>>

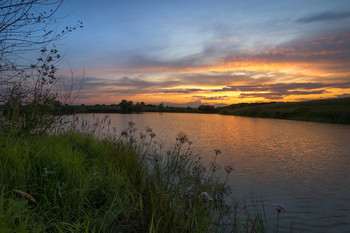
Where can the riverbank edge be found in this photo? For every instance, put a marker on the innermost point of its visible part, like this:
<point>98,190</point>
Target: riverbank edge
<point>78,183</point>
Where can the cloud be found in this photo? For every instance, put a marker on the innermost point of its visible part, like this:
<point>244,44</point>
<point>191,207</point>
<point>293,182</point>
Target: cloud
<point>211,97</point>
<point>344,95</point>
<point>324,16</point>
<point>281,90</point>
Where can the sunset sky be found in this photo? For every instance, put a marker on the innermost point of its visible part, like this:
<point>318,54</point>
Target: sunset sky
<point>208,52</point>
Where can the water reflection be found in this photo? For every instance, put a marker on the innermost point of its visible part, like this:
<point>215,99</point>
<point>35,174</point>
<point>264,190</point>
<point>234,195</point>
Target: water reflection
<point>304,165</point>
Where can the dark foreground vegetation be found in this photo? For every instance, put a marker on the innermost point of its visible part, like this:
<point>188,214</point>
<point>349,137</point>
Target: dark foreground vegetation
<point>72,181</point>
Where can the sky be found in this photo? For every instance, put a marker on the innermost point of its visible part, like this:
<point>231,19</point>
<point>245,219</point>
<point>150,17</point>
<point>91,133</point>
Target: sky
<point>216,52</point>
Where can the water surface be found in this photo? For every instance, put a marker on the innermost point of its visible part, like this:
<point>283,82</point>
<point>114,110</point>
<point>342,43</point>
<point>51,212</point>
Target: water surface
<point>303,165</point>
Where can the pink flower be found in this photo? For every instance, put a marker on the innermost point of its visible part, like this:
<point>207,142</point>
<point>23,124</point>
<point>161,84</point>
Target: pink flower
<point>206,196</point>
<point>217,151</point>
<point>228,169</point>
<point>279,207</point>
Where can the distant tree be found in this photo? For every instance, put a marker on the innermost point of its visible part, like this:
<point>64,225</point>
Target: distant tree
<point>126,106</point>
<point>138,107</point>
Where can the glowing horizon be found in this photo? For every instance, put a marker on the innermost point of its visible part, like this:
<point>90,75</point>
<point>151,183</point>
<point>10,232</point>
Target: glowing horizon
<point>178,53</point>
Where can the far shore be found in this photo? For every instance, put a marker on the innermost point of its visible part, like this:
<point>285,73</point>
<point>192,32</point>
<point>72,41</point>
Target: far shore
<point>336,111</point>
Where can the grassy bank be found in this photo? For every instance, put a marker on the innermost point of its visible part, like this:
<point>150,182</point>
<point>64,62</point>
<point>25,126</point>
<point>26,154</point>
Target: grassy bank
<point>76,183</point>
<point>329,111</point>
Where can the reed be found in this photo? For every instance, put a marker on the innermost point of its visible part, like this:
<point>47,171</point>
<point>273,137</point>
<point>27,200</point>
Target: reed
<point>121,182</point>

<<

Given task:
Add 84 to every coordinate in the answer points of the items in the stretch from the line containing "Where can the water surface" through the line containing "<point>329,111</point>". Write out that stretch in full with every line kept and the sample coordinates left unchanged.

Finished exercise:
Where can the water surface be found in this photo? For every instance, put a marker on the innermost point of its visible part, like this:
<point>283,82</point>
<point>114,110</point>
<point>342,43</point>
<point>51,212</point>
Target: water surface
<point>387,249</point>
Where can the pink flower be found in this photo? For every instance, put a marker on the innermost point of its visible part, like this:
<point>207,142</point>
<point>23,124</point>
<point>161,84</point>
Target: pink flower
<point>290,280</point>
<point>301,235</point>
<point>312,253</point>
<point>363,291</point>
Where can the distant tree be found in this photo? For every instance, put a marker on the innermost point of its visible part, like this:
<point>64,225</point>
Target: distant tree
<point>210,190</point>
<point>222,191</point>
Where can the glowing horizon be found in this photo? For every instance, put a marker on the innermost point of its visible part, like this:
<point>90,75</point>
<point>151,183</point>
<point>10,232</point>
Target: glowing horizon
<point>262,137</point>
Where can the far shore be found in this photo? For every instance, put a marker on the innermost point of its visible part, like this:
<point>285,73</point>
<point>192,32</point>
<point>72,41</point>
Target: far shore
<point>420,195</point>
Where can the grassy bank be found in this photo? For every instance, put a marker on the innermost point of its visible part, like this:
<point>150,182</point>
<point>64,62</point>
<point>25,126</point>
<point>26,154</point>
Target: grassy bank
<point>160,267</point>
<point>413,195</point>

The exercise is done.